Stated goal. Can you reproduce every one of the entries below word for word, changing nothing?

Records supplied.
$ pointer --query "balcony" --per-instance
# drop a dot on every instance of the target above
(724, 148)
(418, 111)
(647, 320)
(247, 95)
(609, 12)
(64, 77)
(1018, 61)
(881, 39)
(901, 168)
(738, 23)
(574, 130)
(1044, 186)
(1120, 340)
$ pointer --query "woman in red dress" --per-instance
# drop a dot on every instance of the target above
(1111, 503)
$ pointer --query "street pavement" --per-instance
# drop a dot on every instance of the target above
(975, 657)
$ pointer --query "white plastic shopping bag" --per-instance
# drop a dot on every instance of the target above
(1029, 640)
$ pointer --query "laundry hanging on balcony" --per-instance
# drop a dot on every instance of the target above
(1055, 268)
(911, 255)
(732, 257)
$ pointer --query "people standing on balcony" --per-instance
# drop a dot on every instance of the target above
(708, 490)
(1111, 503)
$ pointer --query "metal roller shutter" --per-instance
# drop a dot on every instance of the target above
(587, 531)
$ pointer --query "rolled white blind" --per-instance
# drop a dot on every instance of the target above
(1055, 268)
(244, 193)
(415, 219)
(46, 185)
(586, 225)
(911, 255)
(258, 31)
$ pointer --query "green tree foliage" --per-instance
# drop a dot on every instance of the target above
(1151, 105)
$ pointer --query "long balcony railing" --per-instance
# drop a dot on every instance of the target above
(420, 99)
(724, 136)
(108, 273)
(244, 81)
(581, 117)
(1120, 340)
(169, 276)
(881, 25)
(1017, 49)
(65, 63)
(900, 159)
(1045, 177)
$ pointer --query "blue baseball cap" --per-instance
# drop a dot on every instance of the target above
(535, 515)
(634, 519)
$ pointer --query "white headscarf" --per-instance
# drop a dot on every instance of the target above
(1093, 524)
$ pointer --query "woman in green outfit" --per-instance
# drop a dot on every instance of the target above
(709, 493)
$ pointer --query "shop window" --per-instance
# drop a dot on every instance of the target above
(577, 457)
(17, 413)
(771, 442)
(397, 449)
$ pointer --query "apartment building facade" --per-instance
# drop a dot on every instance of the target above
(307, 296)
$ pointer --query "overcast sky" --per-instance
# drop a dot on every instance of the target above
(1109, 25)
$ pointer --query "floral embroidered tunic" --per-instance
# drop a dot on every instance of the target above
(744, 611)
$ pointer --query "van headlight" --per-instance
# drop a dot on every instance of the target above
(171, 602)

Response.
$ pointer --query "balcony" --per-instance
# drop a dot on every instance of the target above
(724, 148)
(418, 111)
(647, 320)
(247, 95)
(609, 12)
(64, 77)
(1018, 61)
(881, 39)
(901, 168)
(738, 23)
(574, 130)
(1044, 186)
(1120, 340)
$ pointer --query "woman in red dress" --per-instance
# drop a dot on every instance of the target above
(1111, 503)
$ pointer --query "street pavement" --per-instance
# drop a dot on every instance of the target above
(975, 657)
$ pointer --query "white plastic shopping bag" --per-instance
# drop a dot on every instance of the target above
(1029, 640)
$ pointer --query "laundry hanging on balcony" --per-instance
# drop a dot on every instance of the target above
(1055, 268)
(911, 255)
(732, 257)
$ pointer --query "people standing on balcony" --per-instance
# drop a dot on every instance of the target above
(708, 490)
(1111, 503)
$ pointer --query "metal roller shutter" --per-instance
# drop a dot on every instance of the target above
(587, 531)
$ pointer --query "rolled white blind" --per-instance
# drop a dot on every instance of the target above
(1055, 268)
(244, 193)
(415, 219)
(46, 185)
(586, 225)
(911, 255)
(258, 31)
$ pointer --query "green tree foliage" --per-instance
# drop a dot on every instance of the target above
(1151, 105)
$ pointer --query "long balcony railing" --per-instance
# drop a dot on every instance of the target above
(420, 99)
(724, 136)
(108, 273)
(244, 81)
(581, 117)
(1120, 340)
(169, 276)
(881, 25)
(1017, 49)
(65, 63)
(900, 159)
(1045, 177)
$ pointer --query "blue baseball cap" --per-instance
# drop a dot on every instance of the target above
(535, 515)
(634, 519)
$ pointer --query "white headscarf" --per-instance
# drop a dot on every instance of the target above
(1093, 524)
$ pointer --query "woman in green outfit" --per-instance
# drop a dot on every instance of the target above
(709, 493)
$ pointer --query "shop window" --per-instance
# drop a dot on every instance of the target above
(577, 457)
(17, 413)
(771, 442)
(397, 449)
$ pointer --query "apartment building facade" --per-instance
# drop a dot on every instance of the target above
(307, 296)
$ pointer --query "overcast sky" --per-instance
# drop a dot on every instance of the target above
(1109, 25)
$ pointer --query "floral embroidered tunic" --per-instance
# drop a dot on every instance of the target above
(744, 611)
$ pointer --query "van headlight" --per-instance
# drop a dot on every instance of the target above
(171, 602)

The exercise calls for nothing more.